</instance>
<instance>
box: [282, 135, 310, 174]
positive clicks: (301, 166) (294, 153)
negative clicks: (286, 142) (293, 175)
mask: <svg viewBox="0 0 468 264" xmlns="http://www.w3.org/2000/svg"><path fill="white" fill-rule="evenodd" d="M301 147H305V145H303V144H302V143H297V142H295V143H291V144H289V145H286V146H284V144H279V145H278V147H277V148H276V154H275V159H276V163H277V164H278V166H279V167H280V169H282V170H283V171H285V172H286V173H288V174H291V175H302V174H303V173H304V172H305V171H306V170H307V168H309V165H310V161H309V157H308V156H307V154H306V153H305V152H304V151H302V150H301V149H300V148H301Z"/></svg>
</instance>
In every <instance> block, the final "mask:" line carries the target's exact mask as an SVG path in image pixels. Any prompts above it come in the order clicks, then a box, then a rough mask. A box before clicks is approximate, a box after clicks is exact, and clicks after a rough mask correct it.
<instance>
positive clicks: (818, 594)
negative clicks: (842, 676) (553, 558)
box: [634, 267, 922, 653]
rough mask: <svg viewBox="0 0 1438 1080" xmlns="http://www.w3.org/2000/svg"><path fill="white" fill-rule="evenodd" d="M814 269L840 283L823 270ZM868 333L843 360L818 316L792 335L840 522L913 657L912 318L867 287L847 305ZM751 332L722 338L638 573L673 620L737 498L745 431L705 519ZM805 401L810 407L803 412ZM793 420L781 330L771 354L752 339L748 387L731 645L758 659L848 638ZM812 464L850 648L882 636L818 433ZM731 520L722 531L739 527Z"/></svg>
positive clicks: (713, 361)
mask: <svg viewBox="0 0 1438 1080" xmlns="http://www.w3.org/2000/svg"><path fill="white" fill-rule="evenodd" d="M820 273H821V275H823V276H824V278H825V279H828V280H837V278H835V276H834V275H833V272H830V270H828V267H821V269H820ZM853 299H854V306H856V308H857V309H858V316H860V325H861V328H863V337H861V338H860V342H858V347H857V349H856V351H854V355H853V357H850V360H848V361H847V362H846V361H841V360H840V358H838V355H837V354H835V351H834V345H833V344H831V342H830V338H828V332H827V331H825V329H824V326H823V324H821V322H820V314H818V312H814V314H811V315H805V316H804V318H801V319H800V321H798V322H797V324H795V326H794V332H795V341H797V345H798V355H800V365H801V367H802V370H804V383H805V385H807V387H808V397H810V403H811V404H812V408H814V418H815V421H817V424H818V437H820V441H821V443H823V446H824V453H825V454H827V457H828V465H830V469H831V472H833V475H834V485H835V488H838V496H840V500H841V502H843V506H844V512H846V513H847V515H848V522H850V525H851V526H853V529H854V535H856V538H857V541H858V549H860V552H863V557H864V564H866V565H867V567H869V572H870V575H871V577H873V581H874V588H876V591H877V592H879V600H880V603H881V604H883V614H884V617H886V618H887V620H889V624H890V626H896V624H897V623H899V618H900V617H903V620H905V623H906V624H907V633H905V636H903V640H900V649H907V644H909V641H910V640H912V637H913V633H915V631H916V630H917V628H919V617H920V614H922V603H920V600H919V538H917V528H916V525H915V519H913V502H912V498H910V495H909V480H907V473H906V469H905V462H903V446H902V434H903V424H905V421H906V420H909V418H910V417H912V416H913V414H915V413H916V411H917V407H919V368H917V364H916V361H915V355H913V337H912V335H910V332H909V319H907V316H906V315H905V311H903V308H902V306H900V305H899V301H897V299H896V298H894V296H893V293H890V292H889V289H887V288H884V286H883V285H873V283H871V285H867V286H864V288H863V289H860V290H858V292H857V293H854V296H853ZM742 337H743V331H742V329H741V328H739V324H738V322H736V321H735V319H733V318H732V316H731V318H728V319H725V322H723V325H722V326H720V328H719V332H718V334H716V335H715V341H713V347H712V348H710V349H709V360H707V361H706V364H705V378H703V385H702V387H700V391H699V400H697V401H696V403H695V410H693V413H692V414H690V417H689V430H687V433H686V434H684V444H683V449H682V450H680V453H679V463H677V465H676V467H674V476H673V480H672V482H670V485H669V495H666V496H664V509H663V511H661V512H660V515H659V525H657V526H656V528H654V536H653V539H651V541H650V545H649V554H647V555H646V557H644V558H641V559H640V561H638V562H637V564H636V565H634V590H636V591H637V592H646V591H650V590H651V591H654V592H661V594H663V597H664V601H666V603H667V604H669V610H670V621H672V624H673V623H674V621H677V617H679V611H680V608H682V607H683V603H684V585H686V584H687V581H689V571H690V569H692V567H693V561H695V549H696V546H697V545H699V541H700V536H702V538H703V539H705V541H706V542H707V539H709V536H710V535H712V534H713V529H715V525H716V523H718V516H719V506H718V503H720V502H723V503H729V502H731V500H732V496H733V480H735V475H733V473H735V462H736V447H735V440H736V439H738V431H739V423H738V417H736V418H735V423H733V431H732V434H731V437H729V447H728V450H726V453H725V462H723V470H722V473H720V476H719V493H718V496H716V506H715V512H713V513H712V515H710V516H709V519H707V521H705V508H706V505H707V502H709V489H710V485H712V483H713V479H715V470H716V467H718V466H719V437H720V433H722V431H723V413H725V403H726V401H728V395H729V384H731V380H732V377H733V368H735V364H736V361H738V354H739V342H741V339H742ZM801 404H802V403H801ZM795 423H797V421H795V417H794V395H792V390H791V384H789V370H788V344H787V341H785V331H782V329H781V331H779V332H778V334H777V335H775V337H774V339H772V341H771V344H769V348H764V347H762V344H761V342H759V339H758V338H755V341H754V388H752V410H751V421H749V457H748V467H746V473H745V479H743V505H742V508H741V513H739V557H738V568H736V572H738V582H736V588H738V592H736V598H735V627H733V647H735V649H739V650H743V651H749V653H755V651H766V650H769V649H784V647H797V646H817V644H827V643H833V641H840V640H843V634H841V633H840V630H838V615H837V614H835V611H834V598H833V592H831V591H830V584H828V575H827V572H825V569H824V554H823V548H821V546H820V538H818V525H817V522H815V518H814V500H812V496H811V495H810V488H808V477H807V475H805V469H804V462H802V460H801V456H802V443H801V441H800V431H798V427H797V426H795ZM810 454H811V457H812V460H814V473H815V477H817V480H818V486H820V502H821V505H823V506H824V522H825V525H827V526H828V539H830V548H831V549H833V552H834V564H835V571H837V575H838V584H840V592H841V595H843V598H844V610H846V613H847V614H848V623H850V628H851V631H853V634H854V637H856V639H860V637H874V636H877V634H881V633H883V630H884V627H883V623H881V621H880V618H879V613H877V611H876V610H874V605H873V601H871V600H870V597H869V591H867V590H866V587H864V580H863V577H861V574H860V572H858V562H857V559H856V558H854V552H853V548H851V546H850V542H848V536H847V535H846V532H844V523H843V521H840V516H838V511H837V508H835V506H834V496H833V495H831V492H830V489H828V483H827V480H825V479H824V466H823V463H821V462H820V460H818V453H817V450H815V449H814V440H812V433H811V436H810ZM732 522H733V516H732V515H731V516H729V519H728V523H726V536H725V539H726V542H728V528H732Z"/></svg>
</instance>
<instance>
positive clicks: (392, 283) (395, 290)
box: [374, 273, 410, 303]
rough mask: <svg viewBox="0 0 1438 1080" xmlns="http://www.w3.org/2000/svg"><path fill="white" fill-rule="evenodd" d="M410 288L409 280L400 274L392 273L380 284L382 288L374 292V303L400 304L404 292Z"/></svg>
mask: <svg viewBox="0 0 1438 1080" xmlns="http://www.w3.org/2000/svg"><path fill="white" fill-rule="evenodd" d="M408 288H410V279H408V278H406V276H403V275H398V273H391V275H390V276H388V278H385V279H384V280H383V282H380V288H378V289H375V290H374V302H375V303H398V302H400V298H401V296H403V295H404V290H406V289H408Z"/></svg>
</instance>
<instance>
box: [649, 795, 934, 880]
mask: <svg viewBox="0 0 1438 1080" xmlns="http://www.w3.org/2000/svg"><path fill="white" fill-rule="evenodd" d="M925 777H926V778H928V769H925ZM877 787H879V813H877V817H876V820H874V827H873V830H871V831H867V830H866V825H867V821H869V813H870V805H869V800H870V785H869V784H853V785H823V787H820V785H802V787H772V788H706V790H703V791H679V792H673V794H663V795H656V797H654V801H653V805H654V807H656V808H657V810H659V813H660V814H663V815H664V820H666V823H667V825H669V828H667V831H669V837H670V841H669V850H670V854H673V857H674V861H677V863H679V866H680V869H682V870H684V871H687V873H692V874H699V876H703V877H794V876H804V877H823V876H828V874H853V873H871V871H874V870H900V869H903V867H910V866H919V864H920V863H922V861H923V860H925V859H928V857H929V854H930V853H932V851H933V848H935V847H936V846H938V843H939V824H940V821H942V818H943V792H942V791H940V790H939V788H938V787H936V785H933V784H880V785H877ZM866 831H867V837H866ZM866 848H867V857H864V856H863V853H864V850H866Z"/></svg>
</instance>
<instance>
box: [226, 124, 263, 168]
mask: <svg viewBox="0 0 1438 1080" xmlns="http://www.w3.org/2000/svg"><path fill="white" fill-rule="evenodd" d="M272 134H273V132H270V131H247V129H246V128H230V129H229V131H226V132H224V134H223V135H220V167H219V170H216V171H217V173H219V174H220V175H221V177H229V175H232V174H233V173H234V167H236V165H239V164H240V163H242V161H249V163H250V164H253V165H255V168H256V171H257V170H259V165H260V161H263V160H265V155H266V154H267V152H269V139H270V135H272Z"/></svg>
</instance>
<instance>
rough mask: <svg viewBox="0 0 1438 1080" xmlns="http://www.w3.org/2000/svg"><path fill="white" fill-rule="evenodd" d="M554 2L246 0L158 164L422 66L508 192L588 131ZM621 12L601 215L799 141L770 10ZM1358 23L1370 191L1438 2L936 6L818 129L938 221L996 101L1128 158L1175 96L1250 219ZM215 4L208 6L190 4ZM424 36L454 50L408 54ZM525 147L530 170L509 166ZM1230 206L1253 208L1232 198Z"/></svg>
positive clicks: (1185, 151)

▸ **Task details**
Write out the items above without any change, everything from the very beginning down to the line containing "box: [634, 267, 922, 653]", and include that final line.

▸ **Solution to the exercise**
</instance>
<instance>
box: [282, 135, 310, 174]
positive clicks: (301, 166) (294, 153)
negative clicks: (286, 142) (293, 175)
mask: <svg viewBox="0 0 468 264" xmlns="http://www.w3.org/2000/svg"><path fill="white" fill-rule="evenodd" d="M301 147H305V145H303V144H302V143H297V142H295V143H291V144H289V145H286V146H284V144H279V145H278V147H277V148H276V154H275V159H276V163H277V164H278V166H279V167H280V169H282V170H283V171H285V172H286V173H288V174H291V175H302V174H303V173H304V172H305V171H306V170H307V168H309V165H310V161H309V157H308V156H307V154H306V153H305V152H304V151H302V150H301V149H300V148H301Z"/></svg>
</instance>
In every <instance> block, the final "mask:" line carries the target's exact mask as an SVG path in image pixels. Any prompts above it come in the order clicks, then a box, then a rough mask. A box before clicks is approximate, a box after clicks is exact, and clicks after a rough mask correct it.
<instance>
positive clicks: (818, 594)
negative clicks: (842, 676) (553, 558)
box: [634, 267, 922, 653]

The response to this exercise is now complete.